**Work to do:**
(a) According to the conference announcement, why might the absence of armies be surprising in some countries?
(b) Transcribe the entries below verbatim, beginning at the line that contains "Annotate the black" and continuing through the last line of the entries.

=== Text section ===

Åbo Akademi University in Vasa, home of the Programme in Peace, Mediation and Conflict Research, will co-organize with the Center for Global Nonkilling, its fourth international “Explorations in Peace & Conflict Research” conference on March 18-19, 2019 focusing on the topic “Nonmilitarisation and Countries Without Armies. The conference is organized with the collaboration of the Åland Islands Peace Institute (Ålands fredsinstitut) and the Swiss NGO APRED participative institute for the progress of peace and will take place at Åbo Akademi in Vasa, Finland. Admission is free, prior registration, which can be done sending an email to info [at] nonkilling [dot] org

The absence of armies may be surprising in countries where they are deemed to be indispensable for national identity, social control, defense, and offense (Paige, 2002). However, the continuing existence of countries without armies and demilitarized territories throughout the world demonstrates the possibility of  nonmilitary statehood: nonkilling nations are not unthinkable. The topic of this conference follows up on the 2013 book Nonkilling Security and the State developed by CGNKs Nonkilling Security Research Committee and seeks to create an opportunity for further developing its discussions through new evidence and arguments offered by presenters from Costa Rica, Switzerland, Lesotho, South Africa, USA, Spain and the Åland Islands.

=== Records supplied ===

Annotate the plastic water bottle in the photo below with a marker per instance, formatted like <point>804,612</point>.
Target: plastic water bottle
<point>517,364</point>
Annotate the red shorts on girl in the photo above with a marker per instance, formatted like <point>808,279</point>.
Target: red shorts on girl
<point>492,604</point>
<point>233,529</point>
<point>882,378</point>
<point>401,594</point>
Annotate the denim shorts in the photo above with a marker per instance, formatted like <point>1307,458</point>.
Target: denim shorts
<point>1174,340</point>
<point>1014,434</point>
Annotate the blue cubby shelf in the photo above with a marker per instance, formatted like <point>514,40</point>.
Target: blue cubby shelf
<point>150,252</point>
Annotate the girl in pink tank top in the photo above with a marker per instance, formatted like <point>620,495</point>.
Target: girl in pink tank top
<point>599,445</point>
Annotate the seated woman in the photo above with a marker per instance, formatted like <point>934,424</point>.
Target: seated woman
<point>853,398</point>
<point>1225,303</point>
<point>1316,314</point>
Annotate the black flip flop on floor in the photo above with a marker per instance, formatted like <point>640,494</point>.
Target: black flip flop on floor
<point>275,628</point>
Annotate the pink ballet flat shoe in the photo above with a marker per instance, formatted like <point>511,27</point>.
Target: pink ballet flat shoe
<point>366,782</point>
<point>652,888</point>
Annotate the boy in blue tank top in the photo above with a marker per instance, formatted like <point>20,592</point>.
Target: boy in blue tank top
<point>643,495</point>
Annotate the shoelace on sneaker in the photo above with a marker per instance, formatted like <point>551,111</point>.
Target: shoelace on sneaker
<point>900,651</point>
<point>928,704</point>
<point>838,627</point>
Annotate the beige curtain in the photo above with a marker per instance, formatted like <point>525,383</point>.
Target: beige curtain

===

**Exercise responses:**
(a) In some countries, armies are considered indispensable for national identity, social control, defense, and offense. The absence of armies may therefore be surprising there.

(b)
Annotate the black flip flop on floor in the photo above with a marker per instance, formatted like <point>640,494</point>.
Target: black flip flop on floor
<point>275,628</point>
Annotate the pink ballet flat shoe in the photo above with a marker per instance, formatted like <point>511,27</point>.
Target: pink ballet flat shoe
<point>366,782</point>
<point>652,888</point>
Annotate the boy in blue tank top in the photo above with a marker per instance, formatted like <point>20,592</point>.
Target: boy in blue tank top
<point>643,495</point>
Annotate the shoelace on sneaker in the photo above with a marker per instance, formatted like <point>551,111</point>.
Target: shoelace on sneaker
<point>900,651</point>
<point>928,704</point>
<point>838,627</point>
Annotate the beige curtain in the photo above with a marker per instance, formatted like <point>525,383</point>.
Target: beige curtain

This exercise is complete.